Exercise requirements:
Reproduce word for word the part of the passage below on the Khawaja verdict that opens with the words containing "Judge endorses Canada’s" and closes with "Canada’s Afghan war.".

Extract to read:

A striking aspect of the verdict, however, although it was given little attention in the media coverage, was the rationale given by Justice Douglas Rutherford for rejecting Khawaja’s defence. That defence was that Khawaja thought the detonator was for use in fighting the NATO occupation of Afghanistan — for example in triggering the improvised explosive devices commonly used by the Afghan resistance. This activity, the defence argued, fell outside the definition of “terrorist activity” in the legislation, which excepts “an act or omission that is committed during an armed conflict. . . in accordance with customary international law or conventional international law applicable to the conflict.”
Judge endorses Canada’s war in Afghanistan
The Ontario Superior Court judge acknowledged “an abundance of evidence that Momin Khawaja’s central objective was to play a role in the fighting in Afghanistan….” But in ruling that any such role would be “terrorist activity”, he explicitly underwrote the excuse given by successive Liberal and Conservative governments for Canada’s Afghan war.
The judge adopted the justification given for the initial imperialist attack on Afghanistan: “In response to the attack on the twin towers in New York on 9/11, the U.S.A. and the U.K. sent troops and equipment into Afghanistan with the objective of capturing Bin Laden, destroying al Qa’eda and removing the Taliban regime.” (paragraph 114 of the judgment) Then, citing a series of United Nations Security Council resolutions subsequently endorsing the assault on Afghanistan and authorizing continued occupation and fighting by the NATO-led International Assistance Security Force [ISAF], the judge declared that he took “judicial notice as well, that Canada, along with other North Atlantic Treaty Organization countries, has contributed personnel and resources to the ISAF and that to date some 100 of Canada’s armed forces personnel have been killed in fighting with insurgent forces opposing the initial American and British and subsequent United Nations intervention in support of a reconstructed and democratic Afghanistan.” (paragraph 124)

Extracted entries:
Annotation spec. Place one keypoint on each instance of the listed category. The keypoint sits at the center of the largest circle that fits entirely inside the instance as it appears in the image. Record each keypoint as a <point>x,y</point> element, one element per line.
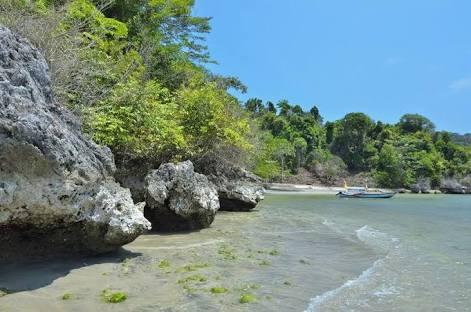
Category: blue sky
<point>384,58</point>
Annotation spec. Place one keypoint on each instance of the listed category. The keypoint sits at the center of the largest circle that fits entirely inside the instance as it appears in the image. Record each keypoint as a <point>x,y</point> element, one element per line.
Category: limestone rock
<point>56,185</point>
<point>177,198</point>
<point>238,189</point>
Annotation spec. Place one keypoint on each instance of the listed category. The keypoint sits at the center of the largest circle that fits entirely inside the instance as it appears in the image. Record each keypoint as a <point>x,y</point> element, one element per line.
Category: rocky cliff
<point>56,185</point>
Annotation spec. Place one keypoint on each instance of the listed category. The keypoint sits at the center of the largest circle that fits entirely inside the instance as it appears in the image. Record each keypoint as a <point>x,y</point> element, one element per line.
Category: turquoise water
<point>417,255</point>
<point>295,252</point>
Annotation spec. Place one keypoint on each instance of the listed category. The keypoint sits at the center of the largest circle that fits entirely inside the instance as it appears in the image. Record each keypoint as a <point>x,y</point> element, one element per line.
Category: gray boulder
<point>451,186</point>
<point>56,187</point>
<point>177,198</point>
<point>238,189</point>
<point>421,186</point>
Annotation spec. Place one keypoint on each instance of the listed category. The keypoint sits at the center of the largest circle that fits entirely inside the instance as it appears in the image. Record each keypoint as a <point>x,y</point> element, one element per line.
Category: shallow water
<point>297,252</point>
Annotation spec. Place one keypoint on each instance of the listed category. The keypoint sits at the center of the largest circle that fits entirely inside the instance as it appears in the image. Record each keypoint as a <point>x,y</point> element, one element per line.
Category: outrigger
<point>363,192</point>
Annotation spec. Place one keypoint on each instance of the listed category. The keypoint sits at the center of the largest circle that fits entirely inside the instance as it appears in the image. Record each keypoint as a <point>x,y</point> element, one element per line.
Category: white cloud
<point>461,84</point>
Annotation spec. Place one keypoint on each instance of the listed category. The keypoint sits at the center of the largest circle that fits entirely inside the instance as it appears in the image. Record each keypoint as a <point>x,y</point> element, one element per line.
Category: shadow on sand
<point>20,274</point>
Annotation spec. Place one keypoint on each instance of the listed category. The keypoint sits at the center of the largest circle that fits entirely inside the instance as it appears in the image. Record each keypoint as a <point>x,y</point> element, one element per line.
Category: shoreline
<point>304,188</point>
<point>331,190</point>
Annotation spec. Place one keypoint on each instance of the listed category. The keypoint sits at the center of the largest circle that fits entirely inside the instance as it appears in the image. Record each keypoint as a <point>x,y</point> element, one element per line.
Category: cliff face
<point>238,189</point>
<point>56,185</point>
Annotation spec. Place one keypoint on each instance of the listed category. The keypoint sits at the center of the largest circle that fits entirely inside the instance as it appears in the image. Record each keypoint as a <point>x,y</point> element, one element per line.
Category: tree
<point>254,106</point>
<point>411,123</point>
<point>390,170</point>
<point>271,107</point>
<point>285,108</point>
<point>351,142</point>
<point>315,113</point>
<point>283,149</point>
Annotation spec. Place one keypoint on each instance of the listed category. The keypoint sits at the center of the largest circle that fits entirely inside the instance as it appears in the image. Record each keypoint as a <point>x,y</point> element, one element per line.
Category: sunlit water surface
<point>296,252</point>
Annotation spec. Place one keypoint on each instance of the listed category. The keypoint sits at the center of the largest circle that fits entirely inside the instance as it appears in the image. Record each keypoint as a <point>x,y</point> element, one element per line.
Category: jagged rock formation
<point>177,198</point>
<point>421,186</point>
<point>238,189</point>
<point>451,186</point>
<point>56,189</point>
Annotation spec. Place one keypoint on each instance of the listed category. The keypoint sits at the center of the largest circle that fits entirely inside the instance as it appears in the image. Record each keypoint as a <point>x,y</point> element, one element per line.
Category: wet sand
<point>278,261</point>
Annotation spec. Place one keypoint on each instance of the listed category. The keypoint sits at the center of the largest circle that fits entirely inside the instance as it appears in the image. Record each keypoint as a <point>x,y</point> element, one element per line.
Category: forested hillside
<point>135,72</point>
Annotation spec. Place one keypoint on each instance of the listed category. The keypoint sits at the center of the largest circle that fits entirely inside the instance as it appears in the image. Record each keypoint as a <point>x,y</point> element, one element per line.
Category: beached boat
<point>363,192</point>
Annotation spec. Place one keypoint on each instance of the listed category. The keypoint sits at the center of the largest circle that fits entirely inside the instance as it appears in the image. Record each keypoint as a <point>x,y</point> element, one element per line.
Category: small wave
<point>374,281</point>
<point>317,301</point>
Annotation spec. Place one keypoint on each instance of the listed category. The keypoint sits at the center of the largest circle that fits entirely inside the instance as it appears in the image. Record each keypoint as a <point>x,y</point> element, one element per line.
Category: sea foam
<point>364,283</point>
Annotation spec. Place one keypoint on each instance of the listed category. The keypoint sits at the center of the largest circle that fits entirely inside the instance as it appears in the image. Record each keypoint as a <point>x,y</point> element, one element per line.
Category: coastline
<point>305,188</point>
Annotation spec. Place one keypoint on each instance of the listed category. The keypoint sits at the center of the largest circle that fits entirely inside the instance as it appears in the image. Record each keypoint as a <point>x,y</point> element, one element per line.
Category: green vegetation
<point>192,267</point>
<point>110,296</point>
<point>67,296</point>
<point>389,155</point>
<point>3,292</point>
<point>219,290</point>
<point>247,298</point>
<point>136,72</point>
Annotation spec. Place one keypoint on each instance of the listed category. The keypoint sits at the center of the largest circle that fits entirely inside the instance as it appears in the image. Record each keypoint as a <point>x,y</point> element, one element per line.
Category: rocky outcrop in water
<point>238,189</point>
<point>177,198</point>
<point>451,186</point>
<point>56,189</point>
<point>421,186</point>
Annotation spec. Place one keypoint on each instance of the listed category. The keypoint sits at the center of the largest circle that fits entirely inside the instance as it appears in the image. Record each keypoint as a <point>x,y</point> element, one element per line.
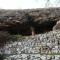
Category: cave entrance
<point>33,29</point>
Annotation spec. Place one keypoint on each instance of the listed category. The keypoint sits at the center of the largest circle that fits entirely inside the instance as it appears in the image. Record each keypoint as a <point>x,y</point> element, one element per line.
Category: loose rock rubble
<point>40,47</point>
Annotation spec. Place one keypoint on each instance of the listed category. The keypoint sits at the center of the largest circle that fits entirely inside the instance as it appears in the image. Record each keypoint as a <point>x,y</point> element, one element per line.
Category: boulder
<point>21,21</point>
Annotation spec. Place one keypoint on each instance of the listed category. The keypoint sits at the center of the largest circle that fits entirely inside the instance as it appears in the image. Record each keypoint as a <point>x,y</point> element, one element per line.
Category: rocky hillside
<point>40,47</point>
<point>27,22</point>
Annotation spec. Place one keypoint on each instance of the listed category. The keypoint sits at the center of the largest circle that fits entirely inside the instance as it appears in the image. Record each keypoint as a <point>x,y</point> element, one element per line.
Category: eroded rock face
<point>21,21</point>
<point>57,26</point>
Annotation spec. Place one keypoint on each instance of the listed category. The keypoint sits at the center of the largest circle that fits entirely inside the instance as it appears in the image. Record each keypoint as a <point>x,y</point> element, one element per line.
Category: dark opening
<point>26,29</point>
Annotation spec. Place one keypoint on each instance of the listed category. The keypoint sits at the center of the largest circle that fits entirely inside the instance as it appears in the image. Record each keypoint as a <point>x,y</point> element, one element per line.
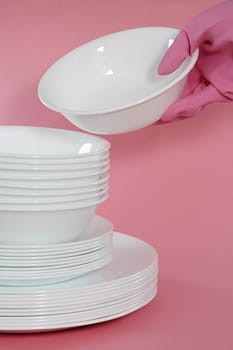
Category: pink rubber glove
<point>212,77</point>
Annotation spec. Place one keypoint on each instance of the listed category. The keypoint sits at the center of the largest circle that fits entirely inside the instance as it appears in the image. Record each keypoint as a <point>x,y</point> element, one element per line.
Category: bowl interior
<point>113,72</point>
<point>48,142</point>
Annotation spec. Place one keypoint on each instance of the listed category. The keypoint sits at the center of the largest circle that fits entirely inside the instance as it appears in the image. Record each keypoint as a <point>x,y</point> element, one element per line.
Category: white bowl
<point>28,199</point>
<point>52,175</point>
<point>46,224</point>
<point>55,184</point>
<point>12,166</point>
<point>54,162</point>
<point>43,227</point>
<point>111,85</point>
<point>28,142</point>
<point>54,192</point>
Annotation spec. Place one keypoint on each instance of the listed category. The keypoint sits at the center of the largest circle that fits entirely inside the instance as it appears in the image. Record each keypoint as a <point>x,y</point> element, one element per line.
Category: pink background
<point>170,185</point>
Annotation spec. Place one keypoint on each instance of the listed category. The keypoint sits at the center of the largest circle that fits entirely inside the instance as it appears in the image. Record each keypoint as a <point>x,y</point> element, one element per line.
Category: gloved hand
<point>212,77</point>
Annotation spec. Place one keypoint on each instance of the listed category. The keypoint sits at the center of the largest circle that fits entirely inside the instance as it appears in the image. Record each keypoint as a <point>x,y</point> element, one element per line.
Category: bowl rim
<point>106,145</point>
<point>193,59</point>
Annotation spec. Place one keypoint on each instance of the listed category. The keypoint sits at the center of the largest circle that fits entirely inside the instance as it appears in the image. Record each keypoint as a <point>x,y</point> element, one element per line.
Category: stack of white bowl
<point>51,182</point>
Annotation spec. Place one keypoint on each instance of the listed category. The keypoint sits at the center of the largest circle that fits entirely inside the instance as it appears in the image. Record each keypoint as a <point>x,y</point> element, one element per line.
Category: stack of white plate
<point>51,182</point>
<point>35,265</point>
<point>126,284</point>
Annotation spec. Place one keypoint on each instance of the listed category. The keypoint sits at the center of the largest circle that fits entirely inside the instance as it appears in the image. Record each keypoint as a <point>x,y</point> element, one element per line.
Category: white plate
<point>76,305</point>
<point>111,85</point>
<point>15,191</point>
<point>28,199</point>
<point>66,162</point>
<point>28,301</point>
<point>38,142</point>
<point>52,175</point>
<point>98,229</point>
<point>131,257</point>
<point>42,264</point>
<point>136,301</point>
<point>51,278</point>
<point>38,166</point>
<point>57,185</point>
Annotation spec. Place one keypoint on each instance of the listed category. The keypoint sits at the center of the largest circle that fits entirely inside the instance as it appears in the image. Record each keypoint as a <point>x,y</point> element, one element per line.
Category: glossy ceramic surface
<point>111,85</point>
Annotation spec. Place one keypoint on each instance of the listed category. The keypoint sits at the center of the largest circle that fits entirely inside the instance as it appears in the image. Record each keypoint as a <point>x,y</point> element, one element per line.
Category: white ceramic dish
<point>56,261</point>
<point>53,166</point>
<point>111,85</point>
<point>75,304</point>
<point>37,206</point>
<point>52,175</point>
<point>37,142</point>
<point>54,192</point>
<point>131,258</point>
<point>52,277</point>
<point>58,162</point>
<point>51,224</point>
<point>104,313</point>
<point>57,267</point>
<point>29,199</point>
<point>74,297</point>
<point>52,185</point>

Reply:
Judge endorses Canada’s war in Afghanistan
The Ontario Superior Court judge acknowledged “an abundance of evidence that Momin Khawaja’s central objective was to play a role in the fighting in Afghanistan….” But in ruling that any such role would be “terrorist activity”, he explicitly underwrote the excuse given by successive Liberal and Conservative governments for Canada’s Afghan war.